**Text excerpt**
** Start **
As it stands now that TiVo is a doorstop just as waynomo is saying.


----------



## lessd (Jan 23, 2005)

HarperVision said:


> Well think about it, if you had an old TiVo HD in the closet that was unactivated and you heard that they were going to do this then you could have theoretically taken it out and called TiVo before the dropdead date and said you wanted to reactivate it and they most likely would have offered you the $99 lifetime service which would then make that TiVo useful until it died.
> 
> As it stands now that TiVo is a doorstop just as waynomo is saying.


Has anybody tried to activate (by calling TiVo) a old TiVo-HD for the $99 and been refused ?


----------



## waynomo (Nov 9, 2002)

lessd said:


> Has anybody tried to activate (by calling TiVo) a old TiVo-HD for the $99 and been refused ?


Yes. Today. I spoke to 3 different people. The last person I spoke to was a supervisor. She was extremely nice. She understood and was going to see if there was anything she could do. (I'm not expecting anything.) This decision was a couple of levels above her. She said she would get back to me on Monday.

I was surprised no one tried to get me to buy a bolt.


----------



## jrtroo (Feb 4, 2008)

Folks are searching for rare scenarios to find a way to be offended with this ($99 lifetime was never a true program, for example). I think it is totally reasonable, even without prior notice. I'm sure very very very small amounts of these older boxes are transferred between owners that are not lifetime boxes. Unless given for free, premieres are about the same price (20-25 on CL) and are superior (now that they have haxe).


----------



## tarheelblue32 (Jan 13, 2014)

lessd said:


> And what action would have taken, started monthly on a old TiVo, or purchase Lifetime on the old TiVo. TiVo will support any old box that is now active, they just will not activate any old TiVo, I can't believe that is going to much of a problem for most people.


The real problem I see is that some unsuspecting people who don't know about this abrupt change in policy will buy a used TiVo and then try to activate it, only to be told that they just wasted their money on a DVR that they will never be able to use. I suppose TiVo could then use that opportunity to try to sell them a new Bolt, but the person will still probably be upset they just wasted their money.
** End **
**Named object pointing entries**
** Start **
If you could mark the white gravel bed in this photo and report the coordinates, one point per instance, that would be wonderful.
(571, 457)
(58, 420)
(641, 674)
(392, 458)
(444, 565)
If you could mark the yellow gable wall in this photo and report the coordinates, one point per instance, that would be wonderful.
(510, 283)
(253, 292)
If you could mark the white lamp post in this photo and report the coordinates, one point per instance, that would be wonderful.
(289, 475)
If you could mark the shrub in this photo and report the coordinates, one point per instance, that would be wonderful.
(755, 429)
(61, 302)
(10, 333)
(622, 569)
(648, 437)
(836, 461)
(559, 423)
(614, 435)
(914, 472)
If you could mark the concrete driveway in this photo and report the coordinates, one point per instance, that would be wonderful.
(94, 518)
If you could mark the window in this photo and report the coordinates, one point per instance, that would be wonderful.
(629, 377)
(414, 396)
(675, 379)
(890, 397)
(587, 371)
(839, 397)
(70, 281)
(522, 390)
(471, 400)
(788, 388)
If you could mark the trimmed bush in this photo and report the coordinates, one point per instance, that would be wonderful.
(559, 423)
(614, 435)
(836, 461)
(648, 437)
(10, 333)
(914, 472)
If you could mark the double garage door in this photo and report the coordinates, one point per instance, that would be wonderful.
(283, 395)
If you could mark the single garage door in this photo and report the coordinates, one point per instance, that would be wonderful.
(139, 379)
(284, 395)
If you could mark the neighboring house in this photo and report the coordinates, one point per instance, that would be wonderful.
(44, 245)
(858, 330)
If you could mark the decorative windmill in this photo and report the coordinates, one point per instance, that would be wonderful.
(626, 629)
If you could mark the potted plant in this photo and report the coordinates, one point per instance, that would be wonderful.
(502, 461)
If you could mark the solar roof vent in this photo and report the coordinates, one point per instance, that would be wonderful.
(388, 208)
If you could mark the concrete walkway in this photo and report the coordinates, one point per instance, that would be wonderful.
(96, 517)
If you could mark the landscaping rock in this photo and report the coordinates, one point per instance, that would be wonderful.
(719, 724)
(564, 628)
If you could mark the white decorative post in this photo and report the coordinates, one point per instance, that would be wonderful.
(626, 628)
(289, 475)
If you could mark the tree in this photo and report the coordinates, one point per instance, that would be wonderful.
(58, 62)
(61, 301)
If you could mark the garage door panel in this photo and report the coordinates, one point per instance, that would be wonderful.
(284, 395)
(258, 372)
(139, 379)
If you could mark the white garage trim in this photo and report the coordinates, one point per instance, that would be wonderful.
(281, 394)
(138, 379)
** End **
**What you need to do**
a - Condense the paragraph of the TiVo forum thread that begins "The real problem I see" into a shorter version that keeps its main points.
b - Edit the passage of the TiVo forum thread that begins at "Folks are searching" and stops after "for most people.", putting "Premiere DVRs" in place of "premieres".

**Answers for the tasks**
a - Buyers who haven't heard about TiVo's sudden policy change may buy a used TiVo, try to activate it, and learn they've paid for a DVR they can never use. TiVo could take that chance to sell them a new Bolt, but they would likely still be upset about the wasted money.

b -
Folks are searching for rare scenarios to find a way to be offended with this ($99 lifetime was never a true program, for example). I think it is totally reasonable, even without prior notice. I'm sure very very very small amounts of these older boxes are transferred between owners that are not lifetime boxes. Unless given for free, Premiere DVRs are about the same price (20-25 on CL) and are superior (now that they have haxe).


----------



## tarheelblue32 (Jan 13, 2014)

lessd said:


> And what action would have taken, started monthly on a old TiVo, or purchase Lifetime on the old TiVo. TiVo will support any old box that is now active, they just will not activate any old TiVo, I can't believe that is going to much of a problem for most people.